> Text section:

○ ○ ○ ○ ○ ○ ○

Create variable attributes for STF 2.0 compliant netCDF files.

This is the recommended function for creating metadata attributes for data variables. It uses type-safe enumerations to ensure attributes conform to STF 2.0 conventions without requiring users to remember numeric codes or string identifiers.

Parameters:

long_name ¶
(str) –

Human-readable name for the variable (e.g., "observed rainfall")
units ¶
(str) –

Units of measurement (e.g., "mm", "m3/s", "°C")
time_series_type ¶
(TimeSeriesType) –

How the data is aggregated/sampled (use TimeSeriesType enum)
data_origin ¶
(DataOriginType) –

How the data was obtained (use DataOriginType enum)
data_description ¶
(str) –

Detailed description of the data (e.g., "AWAP data interpolated from observations")
location_type ¶
(LocationType, default: POINT ) –

Whether data is point or area measurement (default: POINT)
fill_value ¶
(float, default: -9999.0 ) –

Value used for missing data (default: -9999.0)

Returns:

dict[str, Any] –

Dictionary of attributes ready to use with xarray DataArray or EftsDataSet.new_variable()

Examples:

>>> from efts_io.attributes import (
...     create_variable_attributes,
...     TimeSeriesType,
...     DataOriginType,
...     LocationType,
... )

○ ○ ○ ○ ○ ○ ○

> Written tasks:
**1)** Swap "purple leaf" for "green leaf" in the entries from their start through the line containing "Assume fill-rule evenodd for every path.", and rewrite those lines with nothing else changed. Leave the pictures out of the answer.
**2)** Extend the documentation on creating STF 2.0 variable attributes, continuing from the point where the text stops.
The entries that follow are unrelated to the documentation on creating STF 2.0 variable attributes.

○ ○ ○ ○ ○ ○ ○

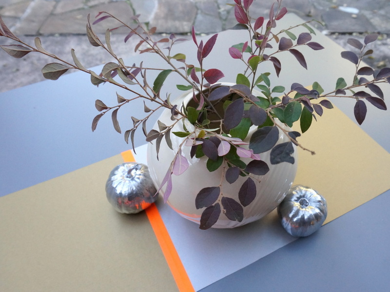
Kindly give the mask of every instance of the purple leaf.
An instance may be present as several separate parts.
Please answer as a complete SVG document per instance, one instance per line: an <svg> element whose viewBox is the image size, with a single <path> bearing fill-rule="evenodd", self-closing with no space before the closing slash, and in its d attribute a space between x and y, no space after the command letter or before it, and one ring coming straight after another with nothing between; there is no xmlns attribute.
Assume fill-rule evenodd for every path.
<svg viewBox="0 0 390 292"><path fill-rule="evenodd" d="M380 87L379 87L376 84L374 84L373 83L369 83L367 84L367 87L369 89L371 90L372 92L379 97L382 99L384 99L383 96L383 92L381 89Z"/></svg>
<svg viewBox="0 0 390 292"><path fill-rule="evenodd" d="M229 183L233 183L240 176L240 169L237 166L229 167L225 174L225 178Z"/></svg>
<svg viewBox="0 0 390 292"><path fill-rule="evenodd" d="M356 54L351 51L342 52L341 57L352 62L355 65L357 65L358 63L359 63L359 58L356 56Z"/></svg>
<svg viewBox="0 0 390 292"><path fill-rule="evenodd" d="M216 34L210 38L209 40L206 42L206 43L202 50L202 55L203 58L205 58L211 52L214 45L215 44L216 38L218 37L218 34Z"/></svg>
<svg viewBox="0 0 390 292"><path fill-rule="evenodd" d="M300 64L303 68L307 69L308 66L306 64L306 61L302 53L295 49L290 49L289 51L291 54L294 55L294 57L295 57L296 59L298 60L298 61L299 62L299 64Z"/></svg>
<svg viewBox="0 0 390 292"><path fill-rule="evenodd" d="M205 79L210 84L214 84L217 82L225 75L217 69L209 69L203 73Z"/></svg>
<svg viewBox="0 0 390 292"><path fill-rule="evenodd" d="M244 100L238 98L229 104L225 112L223 122L227 130L236 127L240 123L244 115Z"/></svg>
<svg viewBox="0 0 390 292"><path fill-rule="evenodd" d="M249 162L244 170L255 175L264 175L270 171L270 168L265 161L256 160Z"/></svg>
<svg viewBox="0 0 390 292"><path fill-rule="evenodd" d="M239 23L247 24L249 22L248 16L244 9L238 5L234 5L234 17Z"/></svg>
<svg viewBox="0 0 390 292"><path fill-rule="evenodd" d="M376 40L377 39L378 39L378 35L377 34L370 34L366 36L364 38L364 43L367 44L370 42L372 42Z"/></svg>
<svg viewBox="0 0 390 292"><path fill-rule="evenodd" d="M282 9L280 9L280 11L276 16L276 17L275 19L277 20L278 20L283 16L284 16L287 13L287 9L286 7L282 7Z"/></svg>
<svg viewBox="0 0 390 292"><path fill-rule="evenodd" d="M191 76L191 78L196 83L199 84L199 78L198 77L196 76L196 73L195 68L192 68L190 75Z"/></svg>
<svg viewBox="0 0 390 292"><path fill-rule="evenodd" d="M196 209L209 207L213 205L218 199L220 192L219 187L202 189L195 198L195 206Z"/></svg>
<svg viewBox="0 0 390 292"><path fill-rule="evenodd" d="M306 45L315 51L324 49L324 47L321 46L318 42L315 42L315 41L311 41L310 42L307 43Z"/></svg>
<svg viewBox="0 0 390 292"><path fill-rule="evenodd" d="M313 104L313 107L314 108L314 110L315 111L318 116L320 117L322 116L322 114L324 113L324 109L322 108L322 106L319 104Z"/></svg>
<svg viewBox="0 0 390 292"><path fill-rule="evenodd" d="M210 101L218 100L230 94L229 88L228 86L221 86L214 89L211 92L208 97Z"/></svg>
<svg viewBox="0 0 390 292"><path fill-rule="evenodd" d="M263 127L252 134L249 141L249 149L254 154L262 153L270 150L279 139L279 130L276 126Z"/></svg>
<svg viewBox="0 0 390 292"><path fill-rule="evenodd" d="M355 104L355 106L353 108L353 114L355 115L355 118L356 119L356 121L359 125L361 125L362 123L364 121L367 113L367 107L366 106L366 104L361 99L359 99Z"/></svg>
<svg viewBox="0 0 390 292"><path fill-rule="evenodd" d="M203 139L202 150L205 155L211 159L216 160L218 159L218 150L215 144L208 139Z"/></svg>
<svg viewBox="0 0 390 292"><path fill-rule="evenodd" d="M347 42L358 50L361 50L363 48L363 44L356 39L348 39Z"/></svg>
<svg viewBox="0 0 390 292"><path fill-rule="evenodd" d="M244 207L252 203L256 197L256 185L253 180L248 177L242 184L238 191L238 199Z"/></svg>
<svg viewBox="0 0 390 292"><path fill-rule="evenodd" d="M255 31L257 30L259 28L263 26L263 23L264 23L264 18L260 16L256 19L254 25L254 29Z"/></svg>
<svg viewBox="0 0 390 292"><path fill-rule="evenodd" d="M271 151L270 157L271 164L278 164L281 162L288 162L293 164L295 159L291 156L293 153L294 147L291 141L277 145Z"/></svg>
<svg viewBox="0 0 390 292"><path fill-rule="evenodd" d="M188 168L188 161L187 158L179 154L176 156L172 167L172 173L175 175L180 175Z"/></svg>
<svg viewBox="0 0 390 292"><path fill-rule="evenodd" d="M374 74L374 70L370 67L362 67L357 70L358 75L372 75Z"/></svg>
<svg viewBox="0 0 390 292"><path fill-rule="evenodd" d="M279 74L282 69L282 64L280 63L280 61L274 57L270 57L270 60L273 63L273 67L276 72L276 75L279 77Z"/></svg>
<svg viewBox="0 0 390 292"><path fill-rule="evenodd" d="M232 221L241 222L244 219L244 209L240 203L234 199L222 197L221 203L225 211L224 214Z"/></svg>
<svg viewBox="0 0 390 292"><path fill-rule="evenodd" d="M291 39L287 39L284 37L280 38L279 41L279 50L280 51L284 51L290 49L293 45L292 41Z"/></svg>
<svg viewBox="0 0 390 292"><path fill-rule="evenodd" d="M386 104L385 103L385 101L383 100L383 99L381 99L379 97L367 97L366 100L370 102L374 106L377 107L380 110L383 110L385 111L387 110L387 107L386 106Z"/></svg>
<svg viewBox="0 0 390 292"><path fill-rule="evenodd" d="M327 109L332 109L333 105L327 99L323 99L320 101L320 104L325 108Z"/></svg>
<svg viewBox="0 0 390 292"><path fill-rule="evenodd" d="M218 146L218 156L226 155L230 151L230 143L227 141L221 141Z"/></svg>
<svg viewBox="0 0 390 292"><path fill-rule="evenodd" d="M301 45L312 40L312 35L309 33L302 33L298 37L296 44Z"/></svg>
<svg viewBox="0 0 390 292"><path fill-rule="evenodd" d="M199 229L206 230L215 224L221 214L221 206L217 203L214 206L206 208L200 216Z"/></svg>
<svg viewBox="0 0 390 292"><path fill-rule="evenodd" d="M240 59L242 58L242 54L237 48L231 47L229 48L229 53L234 59Z"/></svg>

○ ○ ○ ○ ○ ○ ○

> Results for the exercise:
**1)**
Kindly give the mask of every instance of the green leaf.
An instance may be present as several separate parts.
Please answer as a complete SVG document per instance, one instance per line: an <svg> element whose viewBox is the image size, with a single <path> bearing fill-rule="evenodd", self-closing with no space before the closing slash, and in its d attribute a space between x and y, no space after the command letter or before it, and one ring coming straight after another with nothing between; there is no xmlns attribute.
Assume fill-rule evenodd for every path.

**2)**
>>> attrs = create_variable_attributes(
...     long_name="observed rainfall",
...     units="mm",
...     time_series_type=TimeSeriesType.ACCUMULATED,
...     data_origin=DataOriginType.OBSERVED,
...     data_description="gauge measurements from station network",
...     location_type=LocationType.POINT,
... )
>>> attrs["type"]
2
>>> attrs["type_description"]
'accumulated over the preceding interval'
>>> attrs["dat_type"]
'obs'

get_parser ¶

get_parser() -> ArgumentParser

Return the CLI argument parser.

Returns:

ArgumentParser –

An argparse parser.

Source code in src/efts_io/_internal/cli.py

def get_parser() -> argparse.ArgumentParser:
    """Return the CLI argument parser.

    Returns:
        An argparse parser.
    """
    parser = argparse.ArgumentParser(prog="efts")
    parser.add_argument("-V", "--version", action="version", version=f"%(prog)s {debug._get_version()}")
    parser.add_argument("--debug-info", action=_DebugInfo, help="Print debug information.")
    return parser

main ¶

main(args: list[str] | None = None) -> int

Run the main program.

This function is executed when you type efts or python -m efts_io.

Parameters:

args ¶
(list[str] | None, default: None ) –

Arguments passed from the command line.

Returns:

int –

An exit code.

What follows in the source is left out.